• Task input
────

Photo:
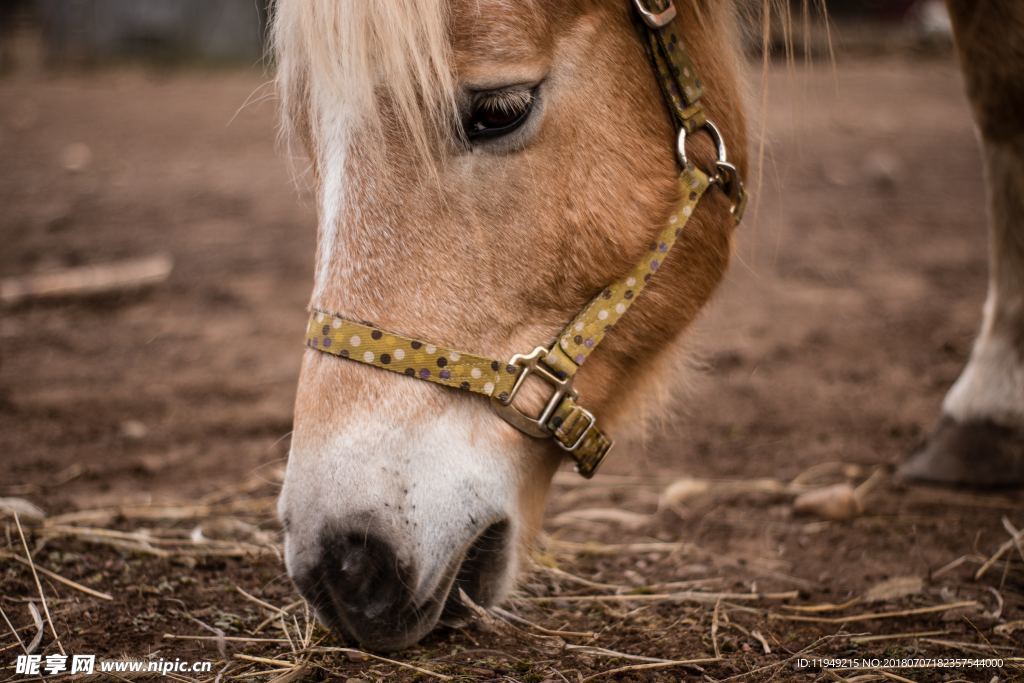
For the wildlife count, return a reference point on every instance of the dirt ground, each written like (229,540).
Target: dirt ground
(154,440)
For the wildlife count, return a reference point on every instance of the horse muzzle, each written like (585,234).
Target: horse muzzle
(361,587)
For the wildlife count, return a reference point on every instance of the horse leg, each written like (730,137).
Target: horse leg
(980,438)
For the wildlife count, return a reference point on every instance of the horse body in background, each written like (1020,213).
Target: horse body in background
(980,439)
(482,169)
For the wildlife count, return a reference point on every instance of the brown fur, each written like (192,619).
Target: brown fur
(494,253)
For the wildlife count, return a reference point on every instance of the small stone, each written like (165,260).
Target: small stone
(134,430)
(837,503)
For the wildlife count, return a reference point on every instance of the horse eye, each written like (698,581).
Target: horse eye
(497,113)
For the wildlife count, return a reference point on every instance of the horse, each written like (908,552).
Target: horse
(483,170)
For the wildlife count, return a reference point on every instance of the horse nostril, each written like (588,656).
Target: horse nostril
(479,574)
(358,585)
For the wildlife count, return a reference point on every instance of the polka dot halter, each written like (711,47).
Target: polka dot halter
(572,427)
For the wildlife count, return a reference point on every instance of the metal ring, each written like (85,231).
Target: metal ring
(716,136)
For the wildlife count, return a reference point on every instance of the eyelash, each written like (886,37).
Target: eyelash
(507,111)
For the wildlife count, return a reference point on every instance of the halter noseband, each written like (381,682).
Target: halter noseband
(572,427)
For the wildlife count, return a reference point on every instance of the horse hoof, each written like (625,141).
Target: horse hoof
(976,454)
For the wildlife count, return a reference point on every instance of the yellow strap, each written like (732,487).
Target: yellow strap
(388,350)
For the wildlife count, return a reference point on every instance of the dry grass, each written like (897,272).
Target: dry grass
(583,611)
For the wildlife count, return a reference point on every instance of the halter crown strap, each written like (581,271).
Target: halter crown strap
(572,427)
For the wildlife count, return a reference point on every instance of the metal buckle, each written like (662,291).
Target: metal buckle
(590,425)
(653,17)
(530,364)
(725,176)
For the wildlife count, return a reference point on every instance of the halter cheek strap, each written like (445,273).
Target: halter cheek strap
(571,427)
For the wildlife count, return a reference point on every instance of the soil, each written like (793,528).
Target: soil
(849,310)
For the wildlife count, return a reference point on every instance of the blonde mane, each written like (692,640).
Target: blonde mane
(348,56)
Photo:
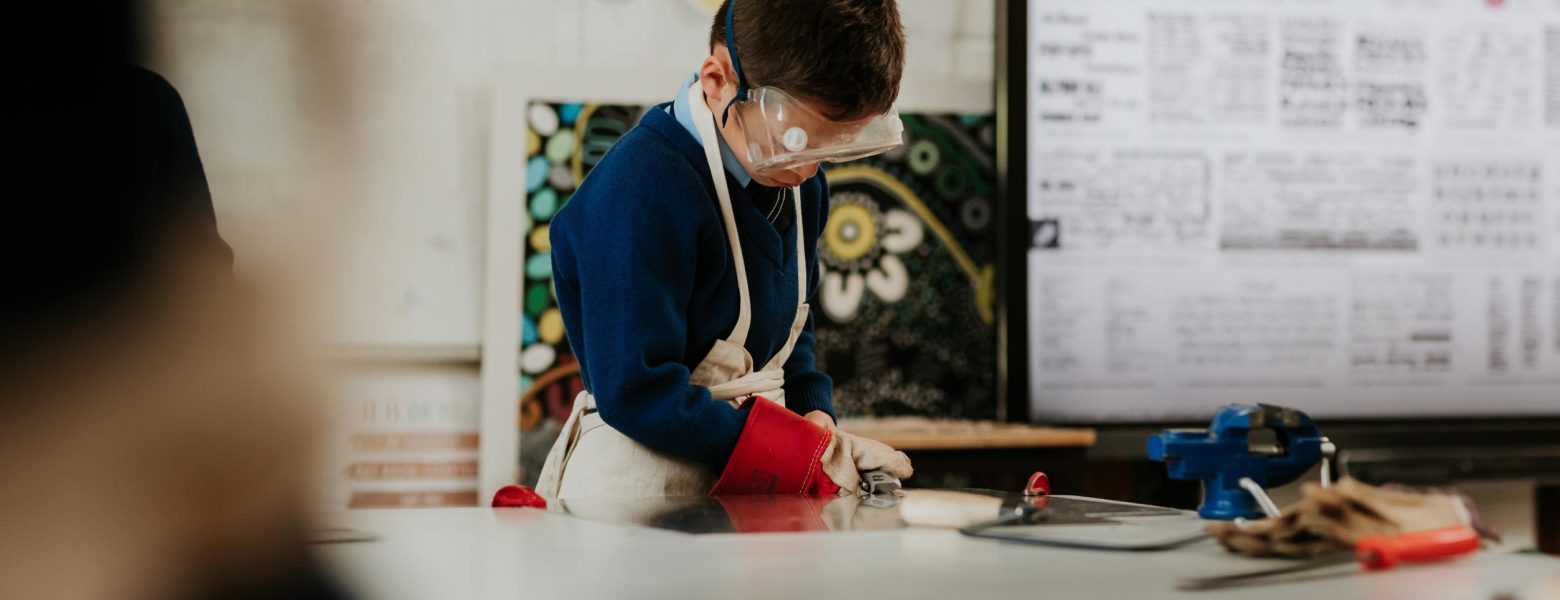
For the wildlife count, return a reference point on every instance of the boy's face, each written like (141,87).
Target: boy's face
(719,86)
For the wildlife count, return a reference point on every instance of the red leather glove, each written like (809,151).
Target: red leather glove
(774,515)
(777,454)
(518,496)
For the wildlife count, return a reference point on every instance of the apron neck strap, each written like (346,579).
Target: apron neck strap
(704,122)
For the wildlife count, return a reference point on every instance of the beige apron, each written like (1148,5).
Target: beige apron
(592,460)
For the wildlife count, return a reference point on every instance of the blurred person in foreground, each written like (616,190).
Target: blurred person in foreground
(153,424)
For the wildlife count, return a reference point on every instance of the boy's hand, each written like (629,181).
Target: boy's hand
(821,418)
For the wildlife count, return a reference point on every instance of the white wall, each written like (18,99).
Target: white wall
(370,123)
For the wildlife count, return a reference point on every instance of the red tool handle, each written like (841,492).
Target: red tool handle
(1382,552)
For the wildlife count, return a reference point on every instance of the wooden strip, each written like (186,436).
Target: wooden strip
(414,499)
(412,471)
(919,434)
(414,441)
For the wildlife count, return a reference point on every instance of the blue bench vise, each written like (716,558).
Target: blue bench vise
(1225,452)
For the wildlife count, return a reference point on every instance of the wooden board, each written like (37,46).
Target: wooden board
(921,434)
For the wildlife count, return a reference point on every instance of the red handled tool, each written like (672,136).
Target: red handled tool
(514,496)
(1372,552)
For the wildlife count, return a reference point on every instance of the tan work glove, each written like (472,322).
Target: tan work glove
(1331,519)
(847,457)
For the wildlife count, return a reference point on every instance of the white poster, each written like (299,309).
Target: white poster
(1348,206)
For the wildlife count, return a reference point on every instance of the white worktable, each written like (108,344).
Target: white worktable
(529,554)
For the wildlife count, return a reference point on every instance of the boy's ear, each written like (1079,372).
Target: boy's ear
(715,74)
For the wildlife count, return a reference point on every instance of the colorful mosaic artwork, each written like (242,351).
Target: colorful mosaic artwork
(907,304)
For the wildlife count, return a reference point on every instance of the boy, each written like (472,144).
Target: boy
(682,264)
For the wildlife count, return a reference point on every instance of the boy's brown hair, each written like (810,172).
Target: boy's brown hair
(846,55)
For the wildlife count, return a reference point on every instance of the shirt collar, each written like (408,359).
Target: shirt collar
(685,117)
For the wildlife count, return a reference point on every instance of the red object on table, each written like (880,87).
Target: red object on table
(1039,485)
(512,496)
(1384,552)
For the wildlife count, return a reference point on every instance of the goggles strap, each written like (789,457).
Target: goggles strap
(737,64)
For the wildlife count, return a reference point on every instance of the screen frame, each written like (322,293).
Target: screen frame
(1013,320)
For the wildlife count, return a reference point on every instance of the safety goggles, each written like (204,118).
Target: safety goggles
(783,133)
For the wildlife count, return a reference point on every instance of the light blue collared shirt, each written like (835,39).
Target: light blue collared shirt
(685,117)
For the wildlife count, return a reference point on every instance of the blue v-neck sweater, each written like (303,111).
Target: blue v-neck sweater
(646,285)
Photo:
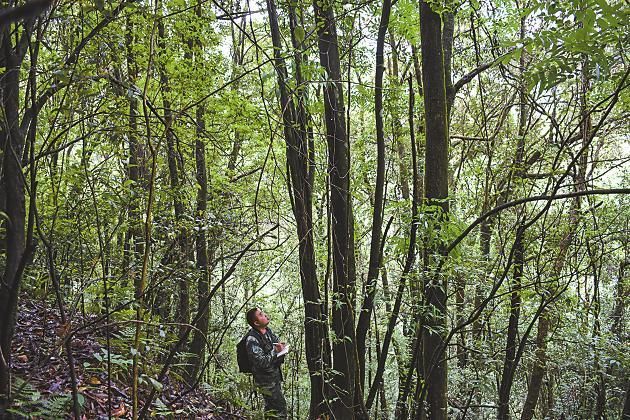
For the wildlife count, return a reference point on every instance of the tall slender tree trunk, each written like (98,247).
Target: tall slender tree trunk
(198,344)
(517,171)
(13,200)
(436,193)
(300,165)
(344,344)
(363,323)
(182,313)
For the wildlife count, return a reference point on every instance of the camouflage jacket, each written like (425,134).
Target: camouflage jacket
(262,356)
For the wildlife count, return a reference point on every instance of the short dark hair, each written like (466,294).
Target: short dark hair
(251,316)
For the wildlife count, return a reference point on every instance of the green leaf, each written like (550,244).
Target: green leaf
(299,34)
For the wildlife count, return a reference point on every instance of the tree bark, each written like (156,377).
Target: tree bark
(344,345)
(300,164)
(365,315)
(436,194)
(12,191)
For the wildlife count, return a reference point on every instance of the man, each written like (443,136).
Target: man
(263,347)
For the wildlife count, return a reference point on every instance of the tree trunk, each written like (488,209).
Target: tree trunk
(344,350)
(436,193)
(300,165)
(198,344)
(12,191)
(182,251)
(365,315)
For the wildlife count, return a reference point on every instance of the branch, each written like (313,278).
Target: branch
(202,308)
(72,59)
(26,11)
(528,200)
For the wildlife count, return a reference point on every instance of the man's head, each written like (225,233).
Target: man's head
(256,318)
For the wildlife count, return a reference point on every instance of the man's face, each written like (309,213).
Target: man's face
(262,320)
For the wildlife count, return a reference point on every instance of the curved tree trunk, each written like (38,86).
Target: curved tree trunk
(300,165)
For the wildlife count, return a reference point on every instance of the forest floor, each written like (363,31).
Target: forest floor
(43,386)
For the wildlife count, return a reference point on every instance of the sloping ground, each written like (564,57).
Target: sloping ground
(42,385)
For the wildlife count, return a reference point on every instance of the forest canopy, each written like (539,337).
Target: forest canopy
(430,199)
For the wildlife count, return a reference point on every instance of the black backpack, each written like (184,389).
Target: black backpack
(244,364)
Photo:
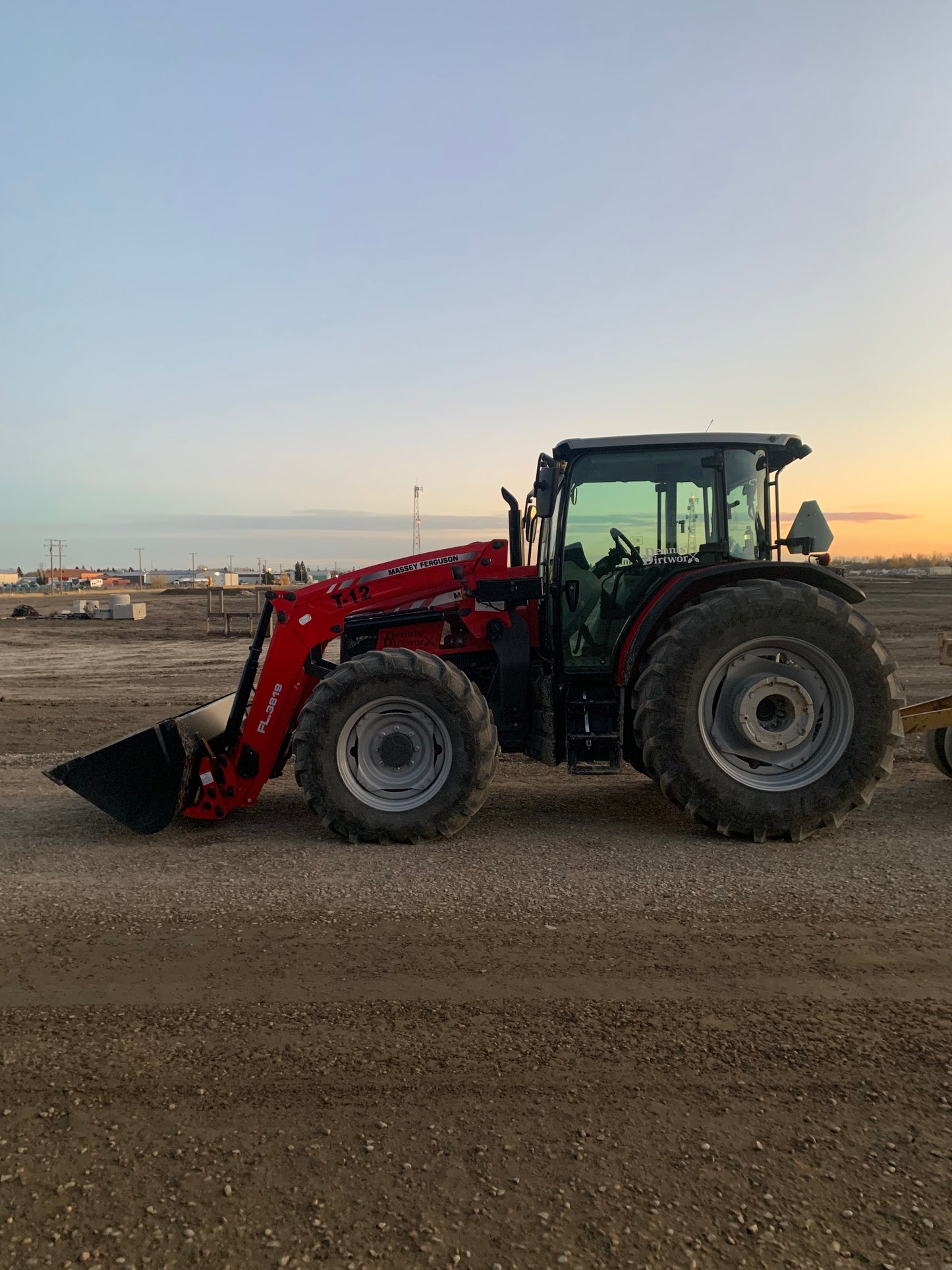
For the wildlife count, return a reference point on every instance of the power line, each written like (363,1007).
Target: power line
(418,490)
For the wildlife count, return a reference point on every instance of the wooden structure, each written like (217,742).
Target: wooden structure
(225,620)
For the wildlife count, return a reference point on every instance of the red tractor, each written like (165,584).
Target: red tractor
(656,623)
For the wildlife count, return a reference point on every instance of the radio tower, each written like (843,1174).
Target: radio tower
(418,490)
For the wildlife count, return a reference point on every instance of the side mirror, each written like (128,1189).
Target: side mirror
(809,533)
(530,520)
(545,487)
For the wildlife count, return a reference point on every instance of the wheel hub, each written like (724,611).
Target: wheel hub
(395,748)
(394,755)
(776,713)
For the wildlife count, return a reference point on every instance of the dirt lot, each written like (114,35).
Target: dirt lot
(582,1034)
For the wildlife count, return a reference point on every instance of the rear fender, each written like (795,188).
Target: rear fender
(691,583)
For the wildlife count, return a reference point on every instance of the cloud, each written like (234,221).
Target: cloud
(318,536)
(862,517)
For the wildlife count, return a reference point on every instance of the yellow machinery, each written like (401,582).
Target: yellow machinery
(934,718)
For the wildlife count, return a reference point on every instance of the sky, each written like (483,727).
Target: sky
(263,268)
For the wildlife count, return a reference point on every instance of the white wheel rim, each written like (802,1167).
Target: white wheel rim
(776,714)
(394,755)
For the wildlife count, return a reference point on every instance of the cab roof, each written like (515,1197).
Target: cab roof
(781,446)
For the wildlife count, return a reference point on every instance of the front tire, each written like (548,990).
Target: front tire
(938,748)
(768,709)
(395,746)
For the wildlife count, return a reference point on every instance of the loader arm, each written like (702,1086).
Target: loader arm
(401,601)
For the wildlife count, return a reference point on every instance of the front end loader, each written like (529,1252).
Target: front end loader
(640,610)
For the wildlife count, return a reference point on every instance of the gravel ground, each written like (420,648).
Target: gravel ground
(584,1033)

────

• Task details
Everything from the line containing "Target: sky" to the last line of the material above must be copied exactly, and only that.

• Exercise output
Target: sky
(263,268)
For the wildlife count, return a reference point on every instance of the white wheel rim, each written like (802,1167).
Target: white wheel rim
(776,714)
(394,755)
For the wildlife count, return a reference point on every instance of the cab roof, each written like (515,1197).
Target: cab roof
(781,446)
For the wildlife count, return a reference point on every instance of the front tire, each written like (548,990).
Target: front tire
(938,748)
(768,709)
(395,746)
For the wildlife count, return a reference point on every instance of the loader arm, each written like (702,1086).
Target: loader arm
(401,601)
For the wildlife count, return a reference point on every instance of the front end loader, each written like (529,1252).
Target: front end loader
(640,610)
For the wildlife count, return a reference point on every instance of the gravel ground, each written like (420,648).
Target: gravel ground
(584,1033)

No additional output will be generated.